What this task involves:
Rewrite the part of the material that opens with the line containing "Task: kindly identify the white plastic" and closes at the end of the material, keeping every line. Scale the coordinates of each point listed after a "Target:" line by 2.05, rounding to whole numbers with halves rounded up, and leave all other numbers unchanged.

________________________________________

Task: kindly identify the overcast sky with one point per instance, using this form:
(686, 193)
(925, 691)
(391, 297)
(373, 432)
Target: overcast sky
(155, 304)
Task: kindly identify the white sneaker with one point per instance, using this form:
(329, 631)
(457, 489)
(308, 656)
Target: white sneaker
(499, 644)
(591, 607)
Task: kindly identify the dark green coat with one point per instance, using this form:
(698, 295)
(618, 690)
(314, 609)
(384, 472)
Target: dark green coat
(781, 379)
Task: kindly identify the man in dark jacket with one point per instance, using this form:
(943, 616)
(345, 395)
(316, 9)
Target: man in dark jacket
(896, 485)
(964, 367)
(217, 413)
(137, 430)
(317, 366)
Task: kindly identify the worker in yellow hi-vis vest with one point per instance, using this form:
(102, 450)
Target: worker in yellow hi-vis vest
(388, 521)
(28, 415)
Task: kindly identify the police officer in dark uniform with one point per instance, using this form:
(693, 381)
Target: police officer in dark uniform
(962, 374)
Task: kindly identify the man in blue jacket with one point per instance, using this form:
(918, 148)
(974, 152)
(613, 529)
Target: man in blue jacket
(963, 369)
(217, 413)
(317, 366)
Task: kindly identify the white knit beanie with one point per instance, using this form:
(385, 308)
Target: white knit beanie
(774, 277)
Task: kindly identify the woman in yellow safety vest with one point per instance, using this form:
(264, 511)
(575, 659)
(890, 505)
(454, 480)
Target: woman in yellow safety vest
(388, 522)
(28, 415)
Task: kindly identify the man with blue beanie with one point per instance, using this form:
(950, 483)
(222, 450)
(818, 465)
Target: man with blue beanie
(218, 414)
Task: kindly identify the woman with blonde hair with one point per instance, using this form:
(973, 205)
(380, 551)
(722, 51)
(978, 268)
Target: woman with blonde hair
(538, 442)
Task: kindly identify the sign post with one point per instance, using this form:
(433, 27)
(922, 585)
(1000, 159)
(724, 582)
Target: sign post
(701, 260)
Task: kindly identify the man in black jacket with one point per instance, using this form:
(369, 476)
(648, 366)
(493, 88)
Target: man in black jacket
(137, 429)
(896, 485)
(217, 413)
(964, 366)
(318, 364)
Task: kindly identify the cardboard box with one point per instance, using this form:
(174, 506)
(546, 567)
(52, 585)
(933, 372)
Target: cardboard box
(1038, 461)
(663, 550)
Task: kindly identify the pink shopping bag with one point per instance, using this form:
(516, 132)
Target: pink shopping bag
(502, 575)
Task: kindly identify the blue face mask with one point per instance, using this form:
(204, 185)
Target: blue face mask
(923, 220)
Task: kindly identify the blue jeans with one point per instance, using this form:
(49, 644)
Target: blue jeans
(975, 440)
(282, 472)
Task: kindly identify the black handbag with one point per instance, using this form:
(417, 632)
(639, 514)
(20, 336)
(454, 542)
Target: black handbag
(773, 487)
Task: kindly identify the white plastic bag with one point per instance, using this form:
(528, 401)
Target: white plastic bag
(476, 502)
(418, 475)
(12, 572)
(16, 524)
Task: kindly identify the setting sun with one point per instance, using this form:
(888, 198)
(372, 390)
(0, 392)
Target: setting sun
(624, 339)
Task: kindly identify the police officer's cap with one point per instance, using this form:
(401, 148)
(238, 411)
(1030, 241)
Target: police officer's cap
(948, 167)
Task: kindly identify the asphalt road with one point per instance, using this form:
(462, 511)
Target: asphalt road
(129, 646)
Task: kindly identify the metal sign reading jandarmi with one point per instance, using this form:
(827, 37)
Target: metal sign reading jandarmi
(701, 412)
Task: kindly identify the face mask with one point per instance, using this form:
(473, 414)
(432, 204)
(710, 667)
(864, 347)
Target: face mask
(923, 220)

________________________________________

Full output:
Task: kindly identify the white plastic bag with one point per instance, using this form:
(528, 401)
Target: white plastic bag
(976, 1029)
(857, 974)
(25, 1173)
(33, 1074)
Task: kindly identify the setting sun with one point per instance, using this form:
(888, 198)
(372, 390)
(0, 392)
Target: setting sun
(1279, 695)
Task: kindly identify the police officer's cap with one point per instance, using this form:
(401, 148)
(238, 411)
(1030, 241)
Target: police officer's cap
(1943, 342)
Task: kindly identify the asphalt road with one point per instance, using this form:
(462, 511)
Target: asphalt road
(264, 1324)
Task: kindly identify the metal sign reading jandarmi with one point per instance, using this form:
(827, 37)
Target: metal sign reading jandarmi
(1437, 845)
Task: kindly identify the face mask with one point per instance, using this form:
(473, 414)
(432, 204)
(710, 667)
(864, 347)
Target: face mask
(1892, 451)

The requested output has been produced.